WORK TO COMPLETE =
Quote the records that follow in full, leaving the pictures out.

Stored dataset items:
******************************
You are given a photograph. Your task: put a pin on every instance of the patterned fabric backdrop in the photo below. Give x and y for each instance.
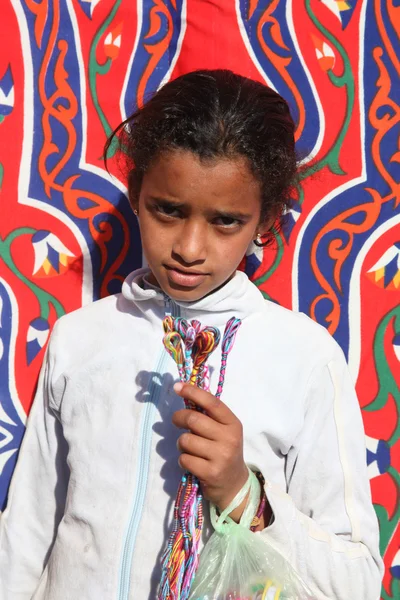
(70, 70)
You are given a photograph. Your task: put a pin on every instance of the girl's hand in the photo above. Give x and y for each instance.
(212, 449)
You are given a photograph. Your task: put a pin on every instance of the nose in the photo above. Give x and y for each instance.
(191, 242)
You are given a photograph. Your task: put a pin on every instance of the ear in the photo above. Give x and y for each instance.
(265, 227)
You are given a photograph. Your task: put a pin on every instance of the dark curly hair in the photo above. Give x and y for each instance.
(216, 113)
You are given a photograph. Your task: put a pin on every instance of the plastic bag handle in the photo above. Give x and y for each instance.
(251, 487)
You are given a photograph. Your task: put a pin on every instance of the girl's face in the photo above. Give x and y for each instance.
(196, 221)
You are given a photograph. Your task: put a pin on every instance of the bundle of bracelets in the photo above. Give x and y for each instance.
(190, 345)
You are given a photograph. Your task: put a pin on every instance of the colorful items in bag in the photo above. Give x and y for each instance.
(190, 345)
(262, 591)
(237, 564)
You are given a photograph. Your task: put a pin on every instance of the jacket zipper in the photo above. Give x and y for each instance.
(143, 468)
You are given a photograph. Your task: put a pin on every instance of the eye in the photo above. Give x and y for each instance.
(167, 210)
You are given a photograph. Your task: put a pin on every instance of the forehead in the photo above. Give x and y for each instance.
(183, 176)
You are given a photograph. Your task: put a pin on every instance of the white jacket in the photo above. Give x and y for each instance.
(91, 500)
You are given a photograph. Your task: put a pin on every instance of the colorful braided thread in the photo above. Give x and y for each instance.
(189, 345)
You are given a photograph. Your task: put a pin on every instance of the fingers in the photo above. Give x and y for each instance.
(196, 446)
(199, 467)
(198, 423)
(214, 407)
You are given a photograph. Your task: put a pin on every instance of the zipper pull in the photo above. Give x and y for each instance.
(167, 306)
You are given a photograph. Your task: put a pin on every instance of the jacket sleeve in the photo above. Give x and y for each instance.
(326, 525)
(36, 501)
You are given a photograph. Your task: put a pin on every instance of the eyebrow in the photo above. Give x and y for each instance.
(241, 216)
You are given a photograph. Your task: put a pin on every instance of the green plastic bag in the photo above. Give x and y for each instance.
(237, 564)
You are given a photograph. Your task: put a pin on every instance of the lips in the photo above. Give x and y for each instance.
(185, 278)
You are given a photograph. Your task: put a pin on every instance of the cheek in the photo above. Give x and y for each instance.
(232, 251)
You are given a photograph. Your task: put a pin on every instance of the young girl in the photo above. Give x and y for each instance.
(90, 505)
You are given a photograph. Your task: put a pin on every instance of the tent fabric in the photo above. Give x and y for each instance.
(71, 70)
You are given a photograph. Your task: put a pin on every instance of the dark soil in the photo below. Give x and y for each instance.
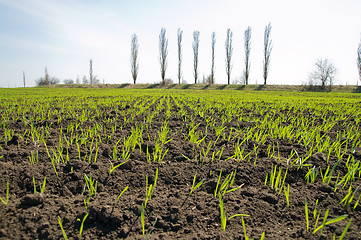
******************************
SOLUTION FOR THIS PROBLEM =
You are given a photograph. Your task: put a pin on every instance of the patterned fabric backdrop in the photo below. Give x and y for each instance.
(70, 70)
You are given a photograph. Your task: put a pin on every instance of the girl's hand in the photo above. Give x and y for each instance.
(212, 449)
You are given a photograph. Your task: put a pin on every instance of the nose in the photo above. Give x and y for each instance.
(191, 242)
You are given a photograph. Your task: put a pin on every instance of the ear in the photo above. Give x and y for each instance.
(265, 227)
You are given a photograph. Your task: put a pin on every instance of the dark curly hair in the photo above. Give x and y for each instance.
(216, 113)
You are given a photograph. Your task: put a pin on every instance of the plastic bag handle in the photo above. Give x and y for each instance.
(251, 487)
You are given a photograph. Your task: put a pin on every instance of the girl's face in the photo above. Give x and y for each instance.
(196, 221)
You are given a photograph. Your task: put a pin on every instance of the bundle of bracelets in the photo above. Give x and y for each instance.
(190, 345)
You are given a photograph. Your task: put a pin on every instance of the colorful items in bag in the photo above. Give x and y for each instance.
(190, 345)
(262, 591)
(237, 564)
You are given a photograph. Your task: put a pin on every instance of the jacket zipper in the photo above. Give x and y for each instance.
(143, 468)
You are given a photograph. Your task: put a pin on every instance of the eye in the photo above. Give x and y for each instance.
(167, 210)
You are given a photograph. Your task: put a pin on every instance of the forehead in the photo above. Give x and y for each instance.
(183, 176)
You are given a photograph. Your task: put a pin on every instance of the white jacket in the photo above. Give x and y for each instance.
(91, 500)
You are given a photograph. Your task: put a pin on every instance of the colorful braided thread in the photo above. Give x and y for each instance.
(189, 345)
You are given a photograph. Your task: put a pin on every instance of the fingers in the photo above. Give x and y for each instance.
(196, 446)
(199, 467)
(198, 423)
(214, 407)
You are given a photograph. Your task: put a pin on every instance of the zipper pull in the photo above. Give x and y for each instance.
(167, 306)
You are given a photograph. Your task: put a pin on every instance of the jacket sleeve in the photo above. Give x and y for each instance.
(326, 525)
(36, 501)
You are given a photograph. Your task: put a pin on every instance of the eyebrow in the photo above. Give x and y for each instance.
(241, 216)
You are given a photograph. Your task: put a pin on every instance of the green plastic bag in the photo above. Give x and y for each instance.
(237, 564)
You are given a photograph. Your task: put a pin on every instance of the lips in the photo above. Give x and y for each instance.
(185, 278)
You are given a photograph. Your task: put a pin on every instance of the cheek in the photo above. Give x and y for each instance.
(232, 251)
You are given a photograph. Your task: put a pin on every instance of the young girl in the photo above. Give x and y for each instance.
(90, 505)
You are given a photograph. Your task: put a pin on every instance of the tent fabric in the photo above. Give x and y for each instance.
(71, 70)
You are given a photograph. Your task: put a pin on every instance of the dark soil in the photo below. Give x and y for each instance.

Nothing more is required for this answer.